There’s no getting around the fact that it has been a busy few years for the disability sector. First the NDIS rollout, then the Quality and Safeguards Commission comes along, and now a Royal Commission! It’s all very stressful. But while we’re all busy pulling our hair out, it is easy to forget that we are actually living through some really exciting and historic times for disability rights in Australia. Right now, there is bipartisan support behind calls for reform. And with the Royal Commission, we have the opportunity to dramatically improve how we support people to safeguard their human rights.
But with all the movement that has been occurring in the sector, you would be forgiven for not being across the details of the Disability Royal Commission. So before it really gears up, let’s take a look at what it is all about!
What will this Royal Commission cover?

▸ **Dataset excerpt**
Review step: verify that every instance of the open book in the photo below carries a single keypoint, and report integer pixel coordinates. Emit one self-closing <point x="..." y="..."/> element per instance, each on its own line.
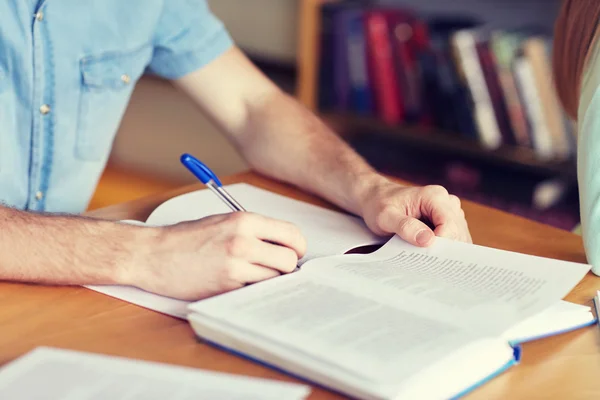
<point x="400" y="322"/>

▸ **Exercise instructions**
1: Decide whether each statement below agrees with the disability reform passage, answering yes or no and quoting the words from the passage that settle it. (a) The Royal Commission arrived before the NDIS rollout. (b) Calls for reform currently have bipartisan support. (c) The present period is described as an unremarkable one for disability rights.
2: Write the next part of the disability reform passage, picking up after its final line.
The listing has no connection to the disability reform passage.

▸ **Final answers**
1:
(a) No: "First the NDIS rollout, then the Quality and Safeguards Commission comes along, and now a Royal Commission!"
(b) Yes: "Right now, there is bipartisan support behind calls for reform."
(c) No: "we are actually living through some really exciting and historic times for disability rights in Australia."

2:
The Terms of Reference for the Royal Commission into Violence, Abuse, Neglect and Exploitation of People with Disability (Disability Royal Commission) are to explore what should be done to:
prevent, and better protect people with disability from experiencing violence, abuse, neglect and exploitation
achieve best practice in reporting and investigating of, and responding to violence, abuse, neglect and exploitation
promote a more inclusive society that supports the independence of people with disability and their right to live free from violence, abuse, neglect and exploitation.
In other words- absolutely everything. Seriously, the scope of this Royal Commission is freaking huge, especially when you compare it to previous inquiries. It is wide enough to avoid leaving anyone out. And that is exactly what makes it so damn exciting.
How did this come about?
Like the NDIS, the Disability Royal Commission is the love-child of miraculously good timing and political luck. But it was by no means a new idea. Advocates have been calling for a Disability Royal Commission for decades. In 2015, it was the top recommendation by a Senate Inquiry into abuse, violence and neglect of people with disability in residential and intuitional settings. However, even this was not enough to get the idea over the line.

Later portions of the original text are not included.